*EXERCISE PROMPT*.
Extract each line of the data below that contains the string "rocky". Treat the match as case-sensitive.

*SUPPLIED ENTRIES*.
+++++
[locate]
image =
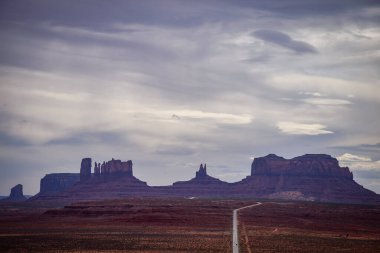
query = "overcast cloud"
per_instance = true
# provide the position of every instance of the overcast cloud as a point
(172, 84)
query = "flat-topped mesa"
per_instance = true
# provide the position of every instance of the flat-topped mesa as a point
(114, 167)
(311, 165)
(16, 194)
(57, 182)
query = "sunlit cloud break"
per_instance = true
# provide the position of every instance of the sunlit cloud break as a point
(294, 128)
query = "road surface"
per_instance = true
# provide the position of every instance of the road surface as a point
(235, 233)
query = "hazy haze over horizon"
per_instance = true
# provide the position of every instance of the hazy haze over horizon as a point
(172, 84)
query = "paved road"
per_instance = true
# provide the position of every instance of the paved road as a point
(235, 238)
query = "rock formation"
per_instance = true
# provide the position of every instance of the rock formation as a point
(16, 194)
(307, 165)
(114, 167)
(57, 182)
(201, 178)
(308, 177)
(85, 169)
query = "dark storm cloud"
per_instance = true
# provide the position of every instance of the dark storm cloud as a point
(104, 79)
(367, 174)
(301, 8)
(284, 40)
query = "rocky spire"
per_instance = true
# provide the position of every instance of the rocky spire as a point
(85, 169)
(201, 173)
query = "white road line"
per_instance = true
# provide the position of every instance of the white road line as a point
(235, 233)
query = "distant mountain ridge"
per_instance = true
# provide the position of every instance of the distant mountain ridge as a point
(311, 177)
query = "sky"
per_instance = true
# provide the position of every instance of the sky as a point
(172, 84)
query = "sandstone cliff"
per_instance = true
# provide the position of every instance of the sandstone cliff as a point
(57, 182)
(308, 177)
(16, 194)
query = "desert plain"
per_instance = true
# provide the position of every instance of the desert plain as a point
(187, 225)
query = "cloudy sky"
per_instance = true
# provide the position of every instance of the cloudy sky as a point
(171, 84)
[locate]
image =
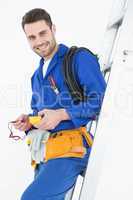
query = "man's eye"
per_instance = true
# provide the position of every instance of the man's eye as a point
(43, 33)
(31, 38)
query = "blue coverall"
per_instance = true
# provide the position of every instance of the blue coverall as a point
(56, 177)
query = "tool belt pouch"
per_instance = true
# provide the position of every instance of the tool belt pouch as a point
(67, 143)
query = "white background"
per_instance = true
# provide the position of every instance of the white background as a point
(79, 23)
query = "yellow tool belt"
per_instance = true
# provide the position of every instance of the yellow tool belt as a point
(66, 143)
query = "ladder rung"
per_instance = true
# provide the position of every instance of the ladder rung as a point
(117, 20)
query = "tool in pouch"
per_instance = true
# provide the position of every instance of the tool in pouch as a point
(66, 143)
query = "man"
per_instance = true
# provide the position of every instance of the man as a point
(52, 101)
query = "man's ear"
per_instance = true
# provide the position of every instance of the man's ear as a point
(53, 28)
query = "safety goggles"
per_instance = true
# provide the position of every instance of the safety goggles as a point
(14, 137)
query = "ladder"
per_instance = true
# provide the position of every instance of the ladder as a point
(112, 51)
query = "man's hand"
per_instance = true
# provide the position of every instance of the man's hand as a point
(22, 123)
(51, 118)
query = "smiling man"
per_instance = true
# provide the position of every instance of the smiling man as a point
(55, 178)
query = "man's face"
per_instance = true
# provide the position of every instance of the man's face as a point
(41, 38)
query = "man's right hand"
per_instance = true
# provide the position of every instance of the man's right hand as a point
(22, 123)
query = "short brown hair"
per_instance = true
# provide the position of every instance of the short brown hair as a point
(35, 15)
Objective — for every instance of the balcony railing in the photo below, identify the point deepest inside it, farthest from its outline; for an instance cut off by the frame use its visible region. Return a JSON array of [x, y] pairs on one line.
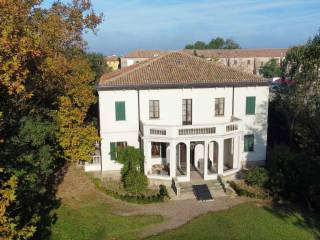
+++++
*SOLVED PROBLEM*.
query = "rocky spire"
# provide the position of every instance of the rocky spire as a point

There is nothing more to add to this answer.